== SELECTED PASSAGE

- Film poster
- Directed by: Denis Côté
- Written by: Denis Côté
- Produced by: Sylvain Corbeil Denis Côté Stéphanie Morissette
- Starring: Jean-Paul Colmor
- Cinematography: Ilio Kotorenchev
- Edited by: Maxime-Claude L'Écuyer
- Production companies: Nihilproductions Visit Films
- Distributed by: FunFilm [fr]
- Release dates: February 21, 2009 (RVCQ); May 21, 2009 (Directors' Fortnight);
- Running time: 72 minutes
- Country: Canada
- Language: French
- Budget: C$60,000

= Carcasses (film) =

Carcasses is a 2009 Canadian docufiction film written and directed by Denis Côté. Starring Jean-Paul Colmor alongside a non-professional cast, the film centres on a scrapyard owner in Saint-Amable, Quebec. It screened at the Directors’ Fortnight in Cannes and was named to TIFF’s Canada’s Top Ten list for 2009.

== Synopsis ==
Blending documentary and fictionalized elements, the film centres on Jean-Paul Colmor, a 74-year-old scrapyard owner whose property in Saint-Amable, Quebec is filled with thousands of old cars. It first follows Colmor’s daily routine and isolated life, before shifting direction when four teenagers with Down syndrome arrive at the scrapyard.

====

## ASSIGNED TASK
According to the Carcasses film article, how old is Jean-Paul Colmor, the scrapyard owner? You don't need the lines for anything here.

== SUPPLIED MATERIAL

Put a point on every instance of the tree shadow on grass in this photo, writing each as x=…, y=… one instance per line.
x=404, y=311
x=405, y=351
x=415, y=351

====

## TASK RESULT
He is 74 years old.